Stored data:

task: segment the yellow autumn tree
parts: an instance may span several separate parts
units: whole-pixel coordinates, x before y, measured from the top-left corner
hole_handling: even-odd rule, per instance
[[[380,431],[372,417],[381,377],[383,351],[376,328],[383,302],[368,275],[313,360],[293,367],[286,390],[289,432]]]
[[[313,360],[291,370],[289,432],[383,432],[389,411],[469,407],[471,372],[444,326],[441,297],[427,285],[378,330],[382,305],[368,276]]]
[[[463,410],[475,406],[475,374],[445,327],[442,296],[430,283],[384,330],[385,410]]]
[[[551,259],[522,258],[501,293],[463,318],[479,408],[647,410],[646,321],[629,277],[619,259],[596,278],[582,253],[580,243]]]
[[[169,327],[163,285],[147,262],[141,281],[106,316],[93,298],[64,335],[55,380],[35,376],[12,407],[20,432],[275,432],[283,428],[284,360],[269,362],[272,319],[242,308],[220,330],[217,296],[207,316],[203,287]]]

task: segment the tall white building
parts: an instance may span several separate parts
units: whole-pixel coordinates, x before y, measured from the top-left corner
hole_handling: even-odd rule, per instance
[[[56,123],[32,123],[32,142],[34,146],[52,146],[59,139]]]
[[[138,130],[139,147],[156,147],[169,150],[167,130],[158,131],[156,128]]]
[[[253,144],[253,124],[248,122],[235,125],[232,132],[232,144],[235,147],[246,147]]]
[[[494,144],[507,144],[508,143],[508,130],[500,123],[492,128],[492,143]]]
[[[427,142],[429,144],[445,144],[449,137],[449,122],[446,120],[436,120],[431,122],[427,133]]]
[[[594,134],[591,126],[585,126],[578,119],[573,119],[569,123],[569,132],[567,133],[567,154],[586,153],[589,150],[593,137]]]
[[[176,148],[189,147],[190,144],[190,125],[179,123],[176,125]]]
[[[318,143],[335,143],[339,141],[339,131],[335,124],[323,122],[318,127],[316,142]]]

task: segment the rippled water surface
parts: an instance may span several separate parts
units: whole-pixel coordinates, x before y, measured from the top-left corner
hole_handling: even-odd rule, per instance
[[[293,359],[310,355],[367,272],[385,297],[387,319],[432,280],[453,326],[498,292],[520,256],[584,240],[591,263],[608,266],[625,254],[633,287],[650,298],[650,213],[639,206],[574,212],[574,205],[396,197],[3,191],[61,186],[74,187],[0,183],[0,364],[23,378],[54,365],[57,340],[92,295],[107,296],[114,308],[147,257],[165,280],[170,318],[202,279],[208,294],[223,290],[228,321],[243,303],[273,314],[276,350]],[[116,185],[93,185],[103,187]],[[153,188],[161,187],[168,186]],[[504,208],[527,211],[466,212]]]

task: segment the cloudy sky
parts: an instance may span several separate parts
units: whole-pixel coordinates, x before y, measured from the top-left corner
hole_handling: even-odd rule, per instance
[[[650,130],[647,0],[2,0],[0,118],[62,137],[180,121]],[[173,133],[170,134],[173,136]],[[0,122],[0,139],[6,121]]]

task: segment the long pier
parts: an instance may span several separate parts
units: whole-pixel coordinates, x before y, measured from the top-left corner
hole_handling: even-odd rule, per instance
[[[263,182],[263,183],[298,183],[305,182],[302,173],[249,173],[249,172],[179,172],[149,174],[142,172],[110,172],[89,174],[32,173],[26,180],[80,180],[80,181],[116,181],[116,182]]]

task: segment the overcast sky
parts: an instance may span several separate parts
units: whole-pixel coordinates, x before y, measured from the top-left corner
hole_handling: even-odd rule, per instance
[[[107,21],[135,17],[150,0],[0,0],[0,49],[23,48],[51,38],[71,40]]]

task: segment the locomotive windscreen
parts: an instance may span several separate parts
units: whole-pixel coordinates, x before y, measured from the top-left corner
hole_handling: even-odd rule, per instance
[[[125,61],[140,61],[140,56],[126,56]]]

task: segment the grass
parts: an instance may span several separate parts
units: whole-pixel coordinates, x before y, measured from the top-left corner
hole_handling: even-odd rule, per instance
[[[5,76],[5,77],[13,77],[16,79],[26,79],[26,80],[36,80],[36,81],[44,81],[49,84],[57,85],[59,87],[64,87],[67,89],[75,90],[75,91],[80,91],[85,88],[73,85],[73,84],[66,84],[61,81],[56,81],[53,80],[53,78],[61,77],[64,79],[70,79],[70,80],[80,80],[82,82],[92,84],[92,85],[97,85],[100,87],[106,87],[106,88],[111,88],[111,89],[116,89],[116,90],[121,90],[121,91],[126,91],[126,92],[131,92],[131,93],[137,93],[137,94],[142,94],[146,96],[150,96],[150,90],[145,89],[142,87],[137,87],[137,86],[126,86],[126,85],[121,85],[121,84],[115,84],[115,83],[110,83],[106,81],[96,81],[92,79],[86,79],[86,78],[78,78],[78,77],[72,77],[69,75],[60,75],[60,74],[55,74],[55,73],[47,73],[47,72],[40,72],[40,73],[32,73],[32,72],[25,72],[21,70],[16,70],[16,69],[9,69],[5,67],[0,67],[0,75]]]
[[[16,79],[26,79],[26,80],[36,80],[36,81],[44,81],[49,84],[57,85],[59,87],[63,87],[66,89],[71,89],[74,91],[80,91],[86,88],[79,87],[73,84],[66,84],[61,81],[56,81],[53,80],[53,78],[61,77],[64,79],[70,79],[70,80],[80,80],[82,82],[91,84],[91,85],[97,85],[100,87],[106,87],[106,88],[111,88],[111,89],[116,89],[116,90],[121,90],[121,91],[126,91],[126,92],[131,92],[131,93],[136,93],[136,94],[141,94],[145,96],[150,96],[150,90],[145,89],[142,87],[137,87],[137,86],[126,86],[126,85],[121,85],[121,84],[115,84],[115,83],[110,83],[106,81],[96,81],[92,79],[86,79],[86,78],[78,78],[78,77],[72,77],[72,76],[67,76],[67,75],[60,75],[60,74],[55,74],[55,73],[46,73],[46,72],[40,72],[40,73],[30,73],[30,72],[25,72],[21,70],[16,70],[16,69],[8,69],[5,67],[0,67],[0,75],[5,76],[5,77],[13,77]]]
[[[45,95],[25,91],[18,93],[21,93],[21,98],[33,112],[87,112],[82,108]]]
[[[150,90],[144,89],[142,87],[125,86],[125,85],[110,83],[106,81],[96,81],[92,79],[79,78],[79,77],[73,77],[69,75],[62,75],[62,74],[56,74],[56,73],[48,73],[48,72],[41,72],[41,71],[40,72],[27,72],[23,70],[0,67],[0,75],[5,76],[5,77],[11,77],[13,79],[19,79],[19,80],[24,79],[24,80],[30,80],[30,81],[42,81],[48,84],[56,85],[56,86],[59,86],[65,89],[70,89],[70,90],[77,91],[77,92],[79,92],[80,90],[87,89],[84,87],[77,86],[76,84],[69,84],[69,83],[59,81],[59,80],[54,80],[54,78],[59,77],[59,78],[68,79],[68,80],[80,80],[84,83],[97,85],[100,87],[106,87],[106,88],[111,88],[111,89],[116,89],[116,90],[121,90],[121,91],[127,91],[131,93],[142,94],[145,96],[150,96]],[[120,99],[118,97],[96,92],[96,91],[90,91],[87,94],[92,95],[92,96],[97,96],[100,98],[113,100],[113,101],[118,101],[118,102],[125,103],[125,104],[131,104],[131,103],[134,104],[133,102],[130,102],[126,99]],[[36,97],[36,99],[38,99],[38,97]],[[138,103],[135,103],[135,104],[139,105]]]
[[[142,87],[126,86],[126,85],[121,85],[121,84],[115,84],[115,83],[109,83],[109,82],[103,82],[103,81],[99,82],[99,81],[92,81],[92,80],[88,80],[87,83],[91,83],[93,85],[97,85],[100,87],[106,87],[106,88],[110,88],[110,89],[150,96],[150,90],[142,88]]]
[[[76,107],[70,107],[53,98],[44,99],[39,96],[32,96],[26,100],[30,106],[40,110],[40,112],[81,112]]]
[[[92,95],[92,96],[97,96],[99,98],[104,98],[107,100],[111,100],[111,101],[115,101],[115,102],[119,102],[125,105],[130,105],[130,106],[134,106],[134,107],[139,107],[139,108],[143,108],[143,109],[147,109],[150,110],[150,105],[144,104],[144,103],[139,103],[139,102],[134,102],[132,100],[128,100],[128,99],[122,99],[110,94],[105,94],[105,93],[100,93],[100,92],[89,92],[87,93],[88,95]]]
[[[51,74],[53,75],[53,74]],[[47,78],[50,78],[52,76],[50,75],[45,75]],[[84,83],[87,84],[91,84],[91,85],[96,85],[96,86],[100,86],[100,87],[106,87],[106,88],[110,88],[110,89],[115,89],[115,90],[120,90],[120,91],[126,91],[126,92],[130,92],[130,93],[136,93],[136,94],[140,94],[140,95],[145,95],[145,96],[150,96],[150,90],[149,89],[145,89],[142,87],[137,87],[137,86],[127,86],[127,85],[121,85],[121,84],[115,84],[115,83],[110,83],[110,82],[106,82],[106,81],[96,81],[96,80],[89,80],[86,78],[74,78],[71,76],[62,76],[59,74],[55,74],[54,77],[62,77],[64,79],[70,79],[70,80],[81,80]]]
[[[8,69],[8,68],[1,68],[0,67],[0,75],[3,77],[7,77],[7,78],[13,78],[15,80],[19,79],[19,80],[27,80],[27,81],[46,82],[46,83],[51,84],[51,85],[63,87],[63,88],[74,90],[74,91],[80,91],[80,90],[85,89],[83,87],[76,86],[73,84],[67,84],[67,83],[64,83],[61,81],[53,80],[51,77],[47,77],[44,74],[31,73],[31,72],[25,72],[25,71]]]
...
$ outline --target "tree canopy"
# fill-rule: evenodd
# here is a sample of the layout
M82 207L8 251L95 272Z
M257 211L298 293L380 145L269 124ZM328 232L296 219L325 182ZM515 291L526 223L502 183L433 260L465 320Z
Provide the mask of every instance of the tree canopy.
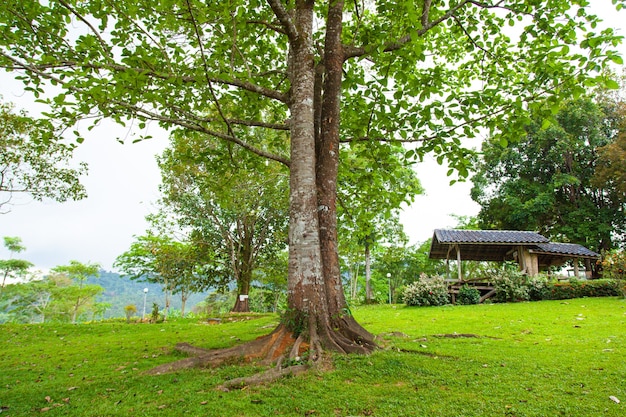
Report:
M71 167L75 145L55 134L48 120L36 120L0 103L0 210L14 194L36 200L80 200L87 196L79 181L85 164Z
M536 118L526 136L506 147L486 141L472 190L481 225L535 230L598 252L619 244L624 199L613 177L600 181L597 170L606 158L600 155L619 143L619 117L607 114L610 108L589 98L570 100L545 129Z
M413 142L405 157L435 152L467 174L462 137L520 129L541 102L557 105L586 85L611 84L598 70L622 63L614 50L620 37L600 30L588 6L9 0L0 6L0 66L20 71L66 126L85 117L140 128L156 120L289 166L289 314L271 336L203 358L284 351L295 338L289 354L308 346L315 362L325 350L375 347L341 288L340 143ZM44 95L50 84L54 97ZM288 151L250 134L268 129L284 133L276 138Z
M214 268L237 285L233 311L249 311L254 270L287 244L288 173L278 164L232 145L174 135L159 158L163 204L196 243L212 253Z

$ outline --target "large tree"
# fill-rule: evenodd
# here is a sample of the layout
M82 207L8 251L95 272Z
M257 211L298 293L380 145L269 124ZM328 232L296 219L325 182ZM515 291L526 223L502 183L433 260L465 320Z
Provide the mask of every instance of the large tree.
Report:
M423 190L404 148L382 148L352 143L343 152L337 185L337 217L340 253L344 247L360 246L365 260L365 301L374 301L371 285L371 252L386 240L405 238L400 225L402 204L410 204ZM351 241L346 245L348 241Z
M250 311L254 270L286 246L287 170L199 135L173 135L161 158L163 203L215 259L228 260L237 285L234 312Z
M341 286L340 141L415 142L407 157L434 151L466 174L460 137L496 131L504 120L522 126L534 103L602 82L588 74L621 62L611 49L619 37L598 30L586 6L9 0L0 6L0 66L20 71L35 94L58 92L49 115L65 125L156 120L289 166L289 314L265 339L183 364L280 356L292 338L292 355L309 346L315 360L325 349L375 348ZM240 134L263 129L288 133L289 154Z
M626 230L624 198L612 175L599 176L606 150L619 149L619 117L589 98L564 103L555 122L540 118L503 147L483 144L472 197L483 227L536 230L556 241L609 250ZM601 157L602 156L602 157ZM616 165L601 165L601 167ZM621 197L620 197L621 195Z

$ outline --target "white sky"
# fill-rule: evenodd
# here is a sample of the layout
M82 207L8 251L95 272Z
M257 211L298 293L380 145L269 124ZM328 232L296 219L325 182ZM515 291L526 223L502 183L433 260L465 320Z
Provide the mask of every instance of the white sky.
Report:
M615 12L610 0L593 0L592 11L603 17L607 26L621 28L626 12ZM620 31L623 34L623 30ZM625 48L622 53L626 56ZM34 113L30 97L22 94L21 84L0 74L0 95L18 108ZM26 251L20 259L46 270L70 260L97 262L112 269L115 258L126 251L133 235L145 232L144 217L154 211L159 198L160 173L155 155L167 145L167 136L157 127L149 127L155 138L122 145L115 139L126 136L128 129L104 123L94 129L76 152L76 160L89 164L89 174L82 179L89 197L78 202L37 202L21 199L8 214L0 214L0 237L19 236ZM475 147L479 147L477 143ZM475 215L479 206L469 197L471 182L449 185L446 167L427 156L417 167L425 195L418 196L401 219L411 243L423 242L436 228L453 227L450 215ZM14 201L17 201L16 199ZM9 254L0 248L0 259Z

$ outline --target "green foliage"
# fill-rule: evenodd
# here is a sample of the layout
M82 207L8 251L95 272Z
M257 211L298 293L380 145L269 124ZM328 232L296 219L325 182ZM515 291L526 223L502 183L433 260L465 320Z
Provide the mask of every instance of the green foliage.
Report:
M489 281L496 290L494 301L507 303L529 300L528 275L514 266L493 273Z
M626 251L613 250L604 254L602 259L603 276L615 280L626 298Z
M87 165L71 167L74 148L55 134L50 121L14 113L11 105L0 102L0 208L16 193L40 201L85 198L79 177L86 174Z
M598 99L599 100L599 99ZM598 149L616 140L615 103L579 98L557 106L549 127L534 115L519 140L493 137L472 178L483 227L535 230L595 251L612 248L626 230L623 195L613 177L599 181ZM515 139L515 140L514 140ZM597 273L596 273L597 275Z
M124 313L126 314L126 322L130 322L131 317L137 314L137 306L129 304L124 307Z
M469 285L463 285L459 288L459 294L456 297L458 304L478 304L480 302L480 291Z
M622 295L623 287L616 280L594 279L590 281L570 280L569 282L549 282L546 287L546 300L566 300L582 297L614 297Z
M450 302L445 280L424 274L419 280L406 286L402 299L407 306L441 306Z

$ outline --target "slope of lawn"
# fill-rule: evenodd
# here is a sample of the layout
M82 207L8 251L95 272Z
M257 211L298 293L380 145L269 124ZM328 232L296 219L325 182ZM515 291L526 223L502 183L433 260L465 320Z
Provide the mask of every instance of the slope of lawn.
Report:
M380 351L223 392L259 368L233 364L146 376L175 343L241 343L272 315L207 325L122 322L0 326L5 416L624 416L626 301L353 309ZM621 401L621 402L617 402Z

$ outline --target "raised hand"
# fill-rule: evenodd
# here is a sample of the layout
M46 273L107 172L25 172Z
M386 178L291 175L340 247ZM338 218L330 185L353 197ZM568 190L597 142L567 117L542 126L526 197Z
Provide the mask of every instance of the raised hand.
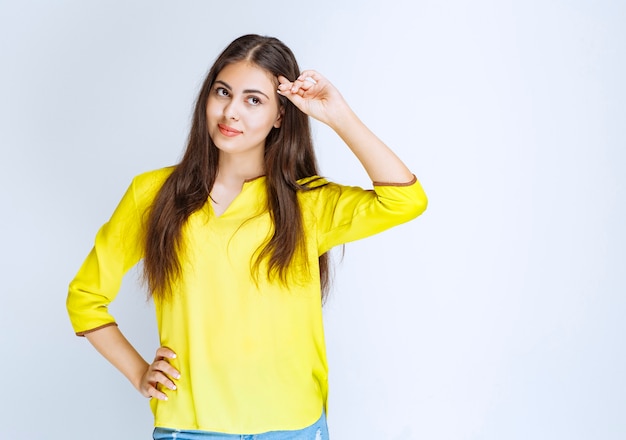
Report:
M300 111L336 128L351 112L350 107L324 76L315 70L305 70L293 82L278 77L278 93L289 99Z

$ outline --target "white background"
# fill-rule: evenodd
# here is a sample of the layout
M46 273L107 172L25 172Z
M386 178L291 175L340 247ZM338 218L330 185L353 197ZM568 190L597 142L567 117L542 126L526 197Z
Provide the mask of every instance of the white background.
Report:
--
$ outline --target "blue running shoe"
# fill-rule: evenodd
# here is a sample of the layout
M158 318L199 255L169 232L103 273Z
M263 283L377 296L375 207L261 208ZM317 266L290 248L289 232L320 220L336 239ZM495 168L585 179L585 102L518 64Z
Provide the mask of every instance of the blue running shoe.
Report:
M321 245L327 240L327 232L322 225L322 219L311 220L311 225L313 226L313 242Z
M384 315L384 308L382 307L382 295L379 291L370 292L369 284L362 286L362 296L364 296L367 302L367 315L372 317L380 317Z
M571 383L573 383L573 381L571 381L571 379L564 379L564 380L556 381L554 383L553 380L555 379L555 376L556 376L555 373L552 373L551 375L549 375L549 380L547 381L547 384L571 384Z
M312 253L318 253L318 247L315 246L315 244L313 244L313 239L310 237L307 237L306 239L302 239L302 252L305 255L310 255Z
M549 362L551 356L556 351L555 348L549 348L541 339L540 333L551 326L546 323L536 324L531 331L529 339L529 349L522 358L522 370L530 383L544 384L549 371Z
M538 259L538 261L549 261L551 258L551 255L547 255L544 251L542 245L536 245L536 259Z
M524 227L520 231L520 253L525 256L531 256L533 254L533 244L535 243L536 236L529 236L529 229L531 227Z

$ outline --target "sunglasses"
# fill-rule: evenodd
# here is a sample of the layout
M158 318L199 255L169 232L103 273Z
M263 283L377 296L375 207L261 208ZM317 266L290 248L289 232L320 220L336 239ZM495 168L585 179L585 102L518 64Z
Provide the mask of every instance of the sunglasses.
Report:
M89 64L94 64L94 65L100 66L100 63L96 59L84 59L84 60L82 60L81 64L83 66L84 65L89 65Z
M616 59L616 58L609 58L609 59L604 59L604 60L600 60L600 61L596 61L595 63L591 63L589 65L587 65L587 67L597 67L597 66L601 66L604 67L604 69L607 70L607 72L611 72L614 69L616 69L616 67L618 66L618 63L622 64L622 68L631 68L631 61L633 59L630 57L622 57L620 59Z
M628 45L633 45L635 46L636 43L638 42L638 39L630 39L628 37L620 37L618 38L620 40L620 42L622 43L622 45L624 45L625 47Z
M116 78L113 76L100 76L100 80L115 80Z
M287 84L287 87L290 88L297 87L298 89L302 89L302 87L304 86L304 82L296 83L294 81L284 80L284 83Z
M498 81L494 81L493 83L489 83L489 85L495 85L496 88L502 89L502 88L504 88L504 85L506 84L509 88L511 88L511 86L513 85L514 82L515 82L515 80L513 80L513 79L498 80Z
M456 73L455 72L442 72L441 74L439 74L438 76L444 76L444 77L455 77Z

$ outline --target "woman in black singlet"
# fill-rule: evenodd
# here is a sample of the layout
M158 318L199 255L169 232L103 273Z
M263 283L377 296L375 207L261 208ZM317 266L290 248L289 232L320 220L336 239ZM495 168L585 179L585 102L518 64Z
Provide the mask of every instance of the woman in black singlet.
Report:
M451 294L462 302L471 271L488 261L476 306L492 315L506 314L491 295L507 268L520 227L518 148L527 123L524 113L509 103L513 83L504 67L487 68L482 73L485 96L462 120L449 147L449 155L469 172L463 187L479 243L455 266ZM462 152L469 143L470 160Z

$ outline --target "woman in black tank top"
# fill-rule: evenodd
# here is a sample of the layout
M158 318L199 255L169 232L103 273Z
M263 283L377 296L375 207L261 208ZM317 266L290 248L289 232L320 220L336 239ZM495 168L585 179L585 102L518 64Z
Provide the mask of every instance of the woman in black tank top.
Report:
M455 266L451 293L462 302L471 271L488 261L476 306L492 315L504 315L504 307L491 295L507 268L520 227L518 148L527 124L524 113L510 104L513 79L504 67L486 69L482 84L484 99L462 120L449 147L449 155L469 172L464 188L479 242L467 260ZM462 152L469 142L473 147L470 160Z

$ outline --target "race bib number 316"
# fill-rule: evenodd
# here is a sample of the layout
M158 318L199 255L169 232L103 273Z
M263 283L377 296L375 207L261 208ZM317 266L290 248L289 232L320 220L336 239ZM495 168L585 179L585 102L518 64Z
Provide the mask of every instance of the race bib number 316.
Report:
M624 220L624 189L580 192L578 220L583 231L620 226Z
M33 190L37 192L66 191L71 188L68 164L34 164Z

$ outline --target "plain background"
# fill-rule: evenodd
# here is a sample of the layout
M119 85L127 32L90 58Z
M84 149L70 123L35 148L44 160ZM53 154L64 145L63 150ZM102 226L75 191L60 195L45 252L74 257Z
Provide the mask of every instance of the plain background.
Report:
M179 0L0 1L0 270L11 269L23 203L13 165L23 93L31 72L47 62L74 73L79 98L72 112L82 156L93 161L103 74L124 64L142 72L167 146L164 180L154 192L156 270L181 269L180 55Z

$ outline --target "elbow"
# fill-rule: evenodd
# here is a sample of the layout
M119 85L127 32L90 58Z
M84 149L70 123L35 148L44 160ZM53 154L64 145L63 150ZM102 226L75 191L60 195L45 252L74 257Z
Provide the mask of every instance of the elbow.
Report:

> _Problem_: Look through the entries for lines containing the word "canopy" and return each one.

> _Output of the task_:
$ outline --target "tree canopy"
Provide the mask of every instance of the tree canopy.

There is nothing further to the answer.